# [PROBLEM DESCRIPTION]
Every entry below is to be retyped exactly as it appears.

--- RECORDS SHOWN Enclosed Below ---

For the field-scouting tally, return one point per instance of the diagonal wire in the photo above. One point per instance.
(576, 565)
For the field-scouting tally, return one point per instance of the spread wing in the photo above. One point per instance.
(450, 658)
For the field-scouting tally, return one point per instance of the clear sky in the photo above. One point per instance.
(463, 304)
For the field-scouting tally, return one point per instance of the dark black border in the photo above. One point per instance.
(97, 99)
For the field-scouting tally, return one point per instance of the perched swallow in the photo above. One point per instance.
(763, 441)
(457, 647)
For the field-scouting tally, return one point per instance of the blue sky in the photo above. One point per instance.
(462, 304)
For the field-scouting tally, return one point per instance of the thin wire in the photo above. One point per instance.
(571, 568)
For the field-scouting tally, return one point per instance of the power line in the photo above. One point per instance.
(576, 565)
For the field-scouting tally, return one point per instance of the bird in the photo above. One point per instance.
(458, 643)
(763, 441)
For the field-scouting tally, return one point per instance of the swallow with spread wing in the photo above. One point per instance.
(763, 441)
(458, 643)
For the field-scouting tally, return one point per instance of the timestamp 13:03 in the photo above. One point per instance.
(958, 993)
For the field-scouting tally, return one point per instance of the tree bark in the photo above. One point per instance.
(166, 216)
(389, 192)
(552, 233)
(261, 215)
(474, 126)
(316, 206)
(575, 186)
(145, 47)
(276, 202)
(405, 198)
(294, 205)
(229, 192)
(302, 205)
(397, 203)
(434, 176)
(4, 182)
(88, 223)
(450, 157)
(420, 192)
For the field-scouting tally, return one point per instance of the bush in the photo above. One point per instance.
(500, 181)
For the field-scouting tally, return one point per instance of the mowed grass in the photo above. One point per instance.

--- End of Enclosed RECORDS SHOWN ---

# [ANSWER AREA]
For the field-scouting tally, return one point per instance of the diagonal wire in the photo above. One point per instance.
(576, 565)
For the field-scouting tally, return one point per instance of the spread wing in the photo above. One point per instance.
(450, 658)
For the field-scouting tally, return one point per instance of the clear sky in the photo above. One point per instance.
(463, 304)
For the field-scouting tally, return one point per instance of the dark black border in the photo above. One point per instance.
(97, 99)
For the field-scouting tally, return one point per instance of the perched swallow in the photo above. One point per instance.
(763, 441)
(457, 647)
For the field-scouting tally, return one point per instance of the blue sky in the photo above. One point per instance.
(462, 304)
For the field-scouting tally, return one point per instance of the thin wire in the photo above. One point per instance.
(571, 568)
For the field-scouting tally, return one point per instance of the power line in the photo above. One point per instance.
(576, 565)
For the field-scouting tally, return one point per instance of the bird in the photo above. One point per instance.
(458, 643)
(763, 441)
For the field-scouting tally, return one point per instance of the swallow with spread wing in the photo above. One point per instance.
(763, 441)
(458, 643)
For the field-scouting tally, return one point per instance of the timestamp 13:03 in the photo above. One point per instance.
(958, 993)
For the field-scouting tally, return one point per instance of the tree bark in the photo above. One point per instance.
(166, 216)
(389, 192)
(552, 233)
(261, 215)
(474, 126)
(316, 206)
(575, 186)
(145, 47)
(276, 202)
(405, 198)
(294, 205)
(229, 192)
(302, 205)
(397, 203)
(434, 176)
(4, 182)
(88, 223)
(450, 157)
(420, 192)
For the field-scouting tally, return one point per instance of the bush in the photo above. One point per instance.
(500, 181)
For the field-scouting tally, return one point per instance of the mowed grass in the photo above. One point per instance.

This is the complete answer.